Set down the lines below exactly as they stand, please. Go from the first through the one containing "compact like (1282,305).".
Start of Supplied information
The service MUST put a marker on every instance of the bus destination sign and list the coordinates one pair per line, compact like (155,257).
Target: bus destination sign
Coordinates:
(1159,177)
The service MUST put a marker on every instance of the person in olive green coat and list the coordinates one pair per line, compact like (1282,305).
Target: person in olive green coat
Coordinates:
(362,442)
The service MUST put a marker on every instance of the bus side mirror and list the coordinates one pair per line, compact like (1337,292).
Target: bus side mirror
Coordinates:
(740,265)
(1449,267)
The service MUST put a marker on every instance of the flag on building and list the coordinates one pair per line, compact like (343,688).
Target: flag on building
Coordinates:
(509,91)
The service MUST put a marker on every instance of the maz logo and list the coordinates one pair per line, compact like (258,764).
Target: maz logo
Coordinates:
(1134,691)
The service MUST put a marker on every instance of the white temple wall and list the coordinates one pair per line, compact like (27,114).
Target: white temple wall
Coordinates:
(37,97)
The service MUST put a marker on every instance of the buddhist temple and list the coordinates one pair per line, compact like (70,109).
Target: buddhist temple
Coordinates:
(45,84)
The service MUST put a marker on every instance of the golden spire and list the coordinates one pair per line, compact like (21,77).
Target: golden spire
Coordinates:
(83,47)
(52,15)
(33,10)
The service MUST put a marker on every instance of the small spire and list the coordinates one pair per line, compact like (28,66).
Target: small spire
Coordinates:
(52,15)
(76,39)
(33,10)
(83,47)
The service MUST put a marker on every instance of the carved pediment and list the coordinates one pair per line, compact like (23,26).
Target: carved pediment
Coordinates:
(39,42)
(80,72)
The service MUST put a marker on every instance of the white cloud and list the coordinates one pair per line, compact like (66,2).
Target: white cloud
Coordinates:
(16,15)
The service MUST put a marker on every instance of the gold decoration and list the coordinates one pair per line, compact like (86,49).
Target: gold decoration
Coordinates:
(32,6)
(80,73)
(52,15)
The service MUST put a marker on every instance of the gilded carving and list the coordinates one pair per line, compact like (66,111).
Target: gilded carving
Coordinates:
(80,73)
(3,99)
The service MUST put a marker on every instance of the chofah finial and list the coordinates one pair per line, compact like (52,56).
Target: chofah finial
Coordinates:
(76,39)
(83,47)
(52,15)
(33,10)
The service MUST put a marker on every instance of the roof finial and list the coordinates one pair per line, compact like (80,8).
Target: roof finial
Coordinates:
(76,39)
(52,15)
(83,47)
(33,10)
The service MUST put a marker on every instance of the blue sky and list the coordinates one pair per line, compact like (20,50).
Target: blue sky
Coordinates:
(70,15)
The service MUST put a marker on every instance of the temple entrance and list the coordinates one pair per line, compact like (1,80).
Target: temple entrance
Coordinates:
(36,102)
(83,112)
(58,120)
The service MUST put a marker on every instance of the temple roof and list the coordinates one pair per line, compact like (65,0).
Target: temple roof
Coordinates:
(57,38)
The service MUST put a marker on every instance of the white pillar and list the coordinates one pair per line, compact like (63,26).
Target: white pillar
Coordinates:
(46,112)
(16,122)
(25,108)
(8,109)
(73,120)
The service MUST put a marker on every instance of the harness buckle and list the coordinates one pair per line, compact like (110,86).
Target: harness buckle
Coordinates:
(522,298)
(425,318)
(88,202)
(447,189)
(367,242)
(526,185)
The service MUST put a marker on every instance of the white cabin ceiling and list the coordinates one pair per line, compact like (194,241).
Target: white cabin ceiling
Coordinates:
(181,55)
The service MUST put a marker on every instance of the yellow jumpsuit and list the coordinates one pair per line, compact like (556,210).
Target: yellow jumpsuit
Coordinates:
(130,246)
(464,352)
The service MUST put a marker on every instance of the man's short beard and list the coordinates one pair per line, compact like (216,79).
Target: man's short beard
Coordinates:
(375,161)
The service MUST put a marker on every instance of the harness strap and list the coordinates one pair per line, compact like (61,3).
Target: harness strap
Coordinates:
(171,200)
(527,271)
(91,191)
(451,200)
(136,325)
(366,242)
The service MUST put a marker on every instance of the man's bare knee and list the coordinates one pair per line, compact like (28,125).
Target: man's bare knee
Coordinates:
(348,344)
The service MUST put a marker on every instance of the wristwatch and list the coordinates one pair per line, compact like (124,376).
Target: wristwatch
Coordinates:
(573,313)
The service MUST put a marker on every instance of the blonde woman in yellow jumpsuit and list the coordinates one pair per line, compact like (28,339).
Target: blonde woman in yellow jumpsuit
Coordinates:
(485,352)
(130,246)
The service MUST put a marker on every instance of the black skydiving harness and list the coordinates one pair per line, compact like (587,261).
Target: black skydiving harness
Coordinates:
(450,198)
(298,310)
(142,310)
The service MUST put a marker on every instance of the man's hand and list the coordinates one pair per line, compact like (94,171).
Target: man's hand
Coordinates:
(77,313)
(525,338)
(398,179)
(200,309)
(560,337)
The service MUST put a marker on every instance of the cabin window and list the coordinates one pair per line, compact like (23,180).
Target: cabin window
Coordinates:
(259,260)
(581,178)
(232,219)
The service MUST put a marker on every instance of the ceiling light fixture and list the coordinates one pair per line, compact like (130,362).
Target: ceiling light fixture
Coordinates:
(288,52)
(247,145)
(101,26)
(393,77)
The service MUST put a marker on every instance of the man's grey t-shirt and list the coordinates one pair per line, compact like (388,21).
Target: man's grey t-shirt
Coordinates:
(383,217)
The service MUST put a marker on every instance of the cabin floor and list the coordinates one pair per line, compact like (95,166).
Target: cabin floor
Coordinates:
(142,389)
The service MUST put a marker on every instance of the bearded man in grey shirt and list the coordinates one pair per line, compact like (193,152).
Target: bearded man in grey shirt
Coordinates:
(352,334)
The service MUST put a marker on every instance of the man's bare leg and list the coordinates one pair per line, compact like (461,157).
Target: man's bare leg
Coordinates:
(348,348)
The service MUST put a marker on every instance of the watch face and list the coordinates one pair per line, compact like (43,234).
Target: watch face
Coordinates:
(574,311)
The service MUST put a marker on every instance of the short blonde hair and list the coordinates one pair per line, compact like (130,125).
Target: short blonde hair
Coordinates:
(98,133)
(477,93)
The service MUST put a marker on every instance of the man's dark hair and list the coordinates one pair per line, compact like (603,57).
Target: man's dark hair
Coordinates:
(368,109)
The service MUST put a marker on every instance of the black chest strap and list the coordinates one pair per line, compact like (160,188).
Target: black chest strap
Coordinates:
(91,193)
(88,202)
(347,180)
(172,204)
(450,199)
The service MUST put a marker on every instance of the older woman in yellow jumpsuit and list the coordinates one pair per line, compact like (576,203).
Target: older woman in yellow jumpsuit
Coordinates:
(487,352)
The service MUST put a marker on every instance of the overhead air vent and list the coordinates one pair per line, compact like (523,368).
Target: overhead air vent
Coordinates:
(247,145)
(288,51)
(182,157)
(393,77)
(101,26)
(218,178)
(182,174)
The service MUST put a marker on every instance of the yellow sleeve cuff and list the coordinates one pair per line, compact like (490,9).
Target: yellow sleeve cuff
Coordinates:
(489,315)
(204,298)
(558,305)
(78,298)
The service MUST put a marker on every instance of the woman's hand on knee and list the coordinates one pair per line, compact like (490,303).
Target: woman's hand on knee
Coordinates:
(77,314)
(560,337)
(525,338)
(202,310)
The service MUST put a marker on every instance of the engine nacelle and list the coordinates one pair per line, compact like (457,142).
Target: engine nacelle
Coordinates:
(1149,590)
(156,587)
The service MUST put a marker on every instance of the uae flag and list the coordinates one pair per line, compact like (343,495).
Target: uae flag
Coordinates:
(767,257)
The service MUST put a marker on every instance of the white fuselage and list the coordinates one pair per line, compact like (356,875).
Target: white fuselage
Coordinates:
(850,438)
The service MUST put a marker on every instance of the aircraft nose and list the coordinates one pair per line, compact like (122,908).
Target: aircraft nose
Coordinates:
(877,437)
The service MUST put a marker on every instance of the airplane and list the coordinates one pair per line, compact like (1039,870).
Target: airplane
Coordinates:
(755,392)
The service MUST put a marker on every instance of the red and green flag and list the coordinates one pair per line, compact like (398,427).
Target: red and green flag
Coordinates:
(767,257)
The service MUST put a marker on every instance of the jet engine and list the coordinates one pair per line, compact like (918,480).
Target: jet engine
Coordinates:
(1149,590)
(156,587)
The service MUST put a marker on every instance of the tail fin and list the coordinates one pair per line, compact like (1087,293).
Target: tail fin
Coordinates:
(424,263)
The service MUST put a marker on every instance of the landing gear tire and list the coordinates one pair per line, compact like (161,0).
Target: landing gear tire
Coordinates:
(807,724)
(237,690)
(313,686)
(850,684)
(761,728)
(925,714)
End of Supplied information
Exercise answer:
The service MUST put a marker on every instance of the bus destination sign and list the coordinates one pair per line, compact like (155,257).
Target: bus destination sign
Coordinates:
(1159,177)
The service MUST put a marker on every instance of the person in olive green coat and list the coordinates one pair per line, compact like (1282,305).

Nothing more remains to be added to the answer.